--- Source information ---

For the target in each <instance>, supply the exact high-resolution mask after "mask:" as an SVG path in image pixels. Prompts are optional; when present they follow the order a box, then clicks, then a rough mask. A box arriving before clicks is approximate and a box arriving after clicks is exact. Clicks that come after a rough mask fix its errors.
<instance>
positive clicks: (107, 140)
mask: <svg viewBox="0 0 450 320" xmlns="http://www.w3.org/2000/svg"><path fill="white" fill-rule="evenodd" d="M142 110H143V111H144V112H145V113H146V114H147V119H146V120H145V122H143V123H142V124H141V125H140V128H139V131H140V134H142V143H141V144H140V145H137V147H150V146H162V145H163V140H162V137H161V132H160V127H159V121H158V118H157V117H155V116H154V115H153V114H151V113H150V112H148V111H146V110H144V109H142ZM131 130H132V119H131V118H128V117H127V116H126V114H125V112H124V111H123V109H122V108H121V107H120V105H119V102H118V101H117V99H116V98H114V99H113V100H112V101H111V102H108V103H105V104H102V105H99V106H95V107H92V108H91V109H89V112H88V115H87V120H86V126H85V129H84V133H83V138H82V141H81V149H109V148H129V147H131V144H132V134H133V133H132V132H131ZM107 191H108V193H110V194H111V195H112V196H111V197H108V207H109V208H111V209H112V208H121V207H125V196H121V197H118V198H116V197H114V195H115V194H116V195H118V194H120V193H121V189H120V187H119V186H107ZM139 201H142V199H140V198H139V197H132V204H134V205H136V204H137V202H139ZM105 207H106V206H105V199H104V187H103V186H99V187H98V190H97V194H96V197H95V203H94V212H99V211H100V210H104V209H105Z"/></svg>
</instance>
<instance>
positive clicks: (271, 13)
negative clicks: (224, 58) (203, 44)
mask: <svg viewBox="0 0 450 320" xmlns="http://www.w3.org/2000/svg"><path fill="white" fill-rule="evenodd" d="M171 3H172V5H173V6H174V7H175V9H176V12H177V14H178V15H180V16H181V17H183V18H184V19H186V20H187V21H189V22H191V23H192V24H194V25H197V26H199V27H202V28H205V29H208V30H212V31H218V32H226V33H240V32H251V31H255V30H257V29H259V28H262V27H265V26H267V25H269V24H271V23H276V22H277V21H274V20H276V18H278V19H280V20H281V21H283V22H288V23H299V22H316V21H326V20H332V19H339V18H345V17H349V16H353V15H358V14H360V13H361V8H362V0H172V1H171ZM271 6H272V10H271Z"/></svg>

---

#### Work required
Looking at the data, how many lines hold the string "instance"? Reply with the number alone.

#### Answer to this problem
4